Aim of the task:
Pick out and copy every line in the items below that contains the string "tree". Matching is case-sensitive.

····················

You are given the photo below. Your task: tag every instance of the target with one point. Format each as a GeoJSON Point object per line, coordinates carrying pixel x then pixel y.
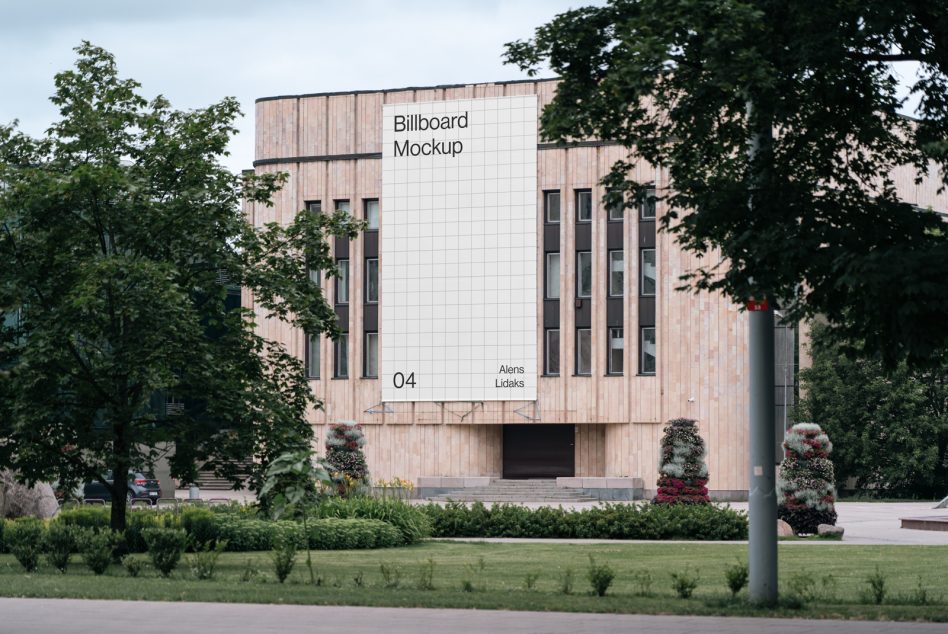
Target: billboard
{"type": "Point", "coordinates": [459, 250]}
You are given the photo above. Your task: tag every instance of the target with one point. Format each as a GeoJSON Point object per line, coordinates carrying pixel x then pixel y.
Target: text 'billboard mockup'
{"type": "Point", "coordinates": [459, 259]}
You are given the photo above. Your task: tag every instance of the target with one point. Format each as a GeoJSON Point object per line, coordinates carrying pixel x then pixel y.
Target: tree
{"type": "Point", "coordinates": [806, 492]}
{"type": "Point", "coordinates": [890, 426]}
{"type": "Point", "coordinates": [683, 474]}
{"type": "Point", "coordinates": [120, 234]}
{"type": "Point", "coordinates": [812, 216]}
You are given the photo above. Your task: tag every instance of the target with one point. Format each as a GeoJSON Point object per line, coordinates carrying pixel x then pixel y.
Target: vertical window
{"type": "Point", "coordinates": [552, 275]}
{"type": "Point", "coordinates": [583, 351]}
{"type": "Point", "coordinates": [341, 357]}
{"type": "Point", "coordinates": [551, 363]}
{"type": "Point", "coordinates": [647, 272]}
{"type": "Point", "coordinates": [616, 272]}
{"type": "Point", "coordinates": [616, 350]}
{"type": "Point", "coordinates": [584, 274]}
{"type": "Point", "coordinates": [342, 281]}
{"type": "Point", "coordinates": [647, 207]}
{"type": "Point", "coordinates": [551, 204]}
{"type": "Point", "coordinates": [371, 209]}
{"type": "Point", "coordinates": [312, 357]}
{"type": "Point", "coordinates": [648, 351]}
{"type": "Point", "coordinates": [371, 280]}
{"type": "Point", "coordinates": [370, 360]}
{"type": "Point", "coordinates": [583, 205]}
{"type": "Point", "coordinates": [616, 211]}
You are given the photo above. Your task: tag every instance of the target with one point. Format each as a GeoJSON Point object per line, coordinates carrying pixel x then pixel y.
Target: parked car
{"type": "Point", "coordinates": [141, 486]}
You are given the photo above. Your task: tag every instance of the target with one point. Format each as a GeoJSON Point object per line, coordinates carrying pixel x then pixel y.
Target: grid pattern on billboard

····················

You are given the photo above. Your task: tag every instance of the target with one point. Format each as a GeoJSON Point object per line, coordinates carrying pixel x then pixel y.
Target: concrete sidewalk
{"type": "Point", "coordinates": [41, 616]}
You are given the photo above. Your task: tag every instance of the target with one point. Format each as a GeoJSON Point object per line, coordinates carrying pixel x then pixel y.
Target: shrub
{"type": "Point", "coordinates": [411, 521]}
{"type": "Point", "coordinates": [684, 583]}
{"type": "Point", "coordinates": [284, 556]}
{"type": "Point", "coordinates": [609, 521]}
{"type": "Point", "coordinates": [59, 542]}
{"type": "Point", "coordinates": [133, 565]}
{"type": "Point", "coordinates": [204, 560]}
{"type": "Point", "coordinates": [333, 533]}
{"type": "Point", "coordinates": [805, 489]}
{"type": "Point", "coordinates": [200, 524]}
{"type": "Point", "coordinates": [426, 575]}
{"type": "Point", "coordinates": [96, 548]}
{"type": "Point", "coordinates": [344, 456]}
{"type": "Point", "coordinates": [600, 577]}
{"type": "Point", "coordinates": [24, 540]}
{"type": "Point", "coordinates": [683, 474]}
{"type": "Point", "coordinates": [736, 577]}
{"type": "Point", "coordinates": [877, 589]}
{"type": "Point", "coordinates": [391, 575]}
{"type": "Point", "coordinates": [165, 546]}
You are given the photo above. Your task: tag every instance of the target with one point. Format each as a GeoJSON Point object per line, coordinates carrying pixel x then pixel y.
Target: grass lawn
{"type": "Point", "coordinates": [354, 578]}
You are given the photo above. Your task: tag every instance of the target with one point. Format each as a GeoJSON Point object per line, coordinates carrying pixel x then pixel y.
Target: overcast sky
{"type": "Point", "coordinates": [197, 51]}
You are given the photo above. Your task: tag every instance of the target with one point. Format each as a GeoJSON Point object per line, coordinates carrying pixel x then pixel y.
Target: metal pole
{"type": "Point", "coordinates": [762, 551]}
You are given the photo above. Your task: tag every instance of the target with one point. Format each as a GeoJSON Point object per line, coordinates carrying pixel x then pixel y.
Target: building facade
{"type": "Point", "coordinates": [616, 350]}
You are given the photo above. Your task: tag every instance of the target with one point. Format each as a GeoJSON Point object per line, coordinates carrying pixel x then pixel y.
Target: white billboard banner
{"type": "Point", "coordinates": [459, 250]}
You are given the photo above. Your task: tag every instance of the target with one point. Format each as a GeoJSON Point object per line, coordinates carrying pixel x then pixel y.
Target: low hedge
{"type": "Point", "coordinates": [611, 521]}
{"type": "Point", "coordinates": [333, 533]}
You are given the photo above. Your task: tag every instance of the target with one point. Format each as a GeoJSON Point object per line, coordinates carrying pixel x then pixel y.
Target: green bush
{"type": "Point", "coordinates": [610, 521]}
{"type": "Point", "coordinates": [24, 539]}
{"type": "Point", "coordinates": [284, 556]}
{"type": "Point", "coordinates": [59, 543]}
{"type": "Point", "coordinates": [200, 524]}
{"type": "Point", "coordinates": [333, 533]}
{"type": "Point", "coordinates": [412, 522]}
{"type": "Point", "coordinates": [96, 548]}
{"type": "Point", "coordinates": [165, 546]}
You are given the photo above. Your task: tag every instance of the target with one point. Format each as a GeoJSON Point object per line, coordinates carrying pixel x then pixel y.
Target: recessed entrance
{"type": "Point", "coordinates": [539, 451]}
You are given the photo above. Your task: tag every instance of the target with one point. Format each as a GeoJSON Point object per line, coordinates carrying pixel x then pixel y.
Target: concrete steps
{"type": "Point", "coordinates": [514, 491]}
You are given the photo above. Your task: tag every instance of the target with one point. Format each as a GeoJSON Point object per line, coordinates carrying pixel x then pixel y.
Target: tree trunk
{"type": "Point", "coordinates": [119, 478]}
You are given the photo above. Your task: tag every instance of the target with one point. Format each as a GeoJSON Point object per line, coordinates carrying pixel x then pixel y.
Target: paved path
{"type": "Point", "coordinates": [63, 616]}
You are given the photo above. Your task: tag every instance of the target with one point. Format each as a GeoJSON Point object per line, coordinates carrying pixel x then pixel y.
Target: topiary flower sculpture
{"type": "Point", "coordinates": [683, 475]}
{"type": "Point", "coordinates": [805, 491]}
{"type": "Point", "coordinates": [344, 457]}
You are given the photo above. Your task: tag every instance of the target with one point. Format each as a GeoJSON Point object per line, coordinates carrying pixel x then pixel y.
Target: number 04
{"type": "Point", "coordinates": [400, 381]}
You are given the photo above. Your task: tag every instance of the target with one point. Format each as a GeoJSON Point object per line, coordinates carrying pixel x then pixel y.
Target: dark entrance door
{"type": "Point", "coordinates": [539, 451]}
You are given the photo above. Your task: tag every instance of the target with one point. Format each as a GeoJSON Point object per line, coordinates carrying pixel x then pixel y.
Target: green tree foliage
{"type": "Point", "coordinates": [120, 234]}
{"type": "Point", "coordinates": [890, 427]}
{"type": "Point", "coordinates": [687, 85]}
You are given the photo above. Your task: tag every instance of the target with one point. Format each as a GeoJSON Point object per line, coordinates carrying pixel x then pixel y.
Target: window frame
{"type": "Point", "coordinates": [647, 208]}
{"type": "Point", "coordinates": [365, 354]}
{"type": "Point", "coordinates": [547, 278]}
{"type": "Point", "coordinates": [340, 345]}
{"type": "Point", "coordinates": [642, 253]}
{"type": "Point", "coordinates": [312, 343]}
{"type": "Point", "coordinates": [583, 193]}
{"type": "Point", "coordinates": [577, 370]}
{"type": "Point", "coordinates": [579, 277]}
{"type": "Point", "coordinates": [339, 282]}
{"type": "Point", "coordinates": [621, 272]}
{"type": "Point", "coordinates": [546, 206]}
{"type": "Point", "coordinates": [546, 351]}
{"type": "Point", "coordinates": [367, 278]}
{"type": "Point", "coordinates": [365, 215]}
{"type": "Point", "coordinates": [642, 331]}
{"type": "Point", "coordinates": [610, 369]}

····················

Finished exercise:
Target: tree
Target: tree trunk
Target: green tree foliage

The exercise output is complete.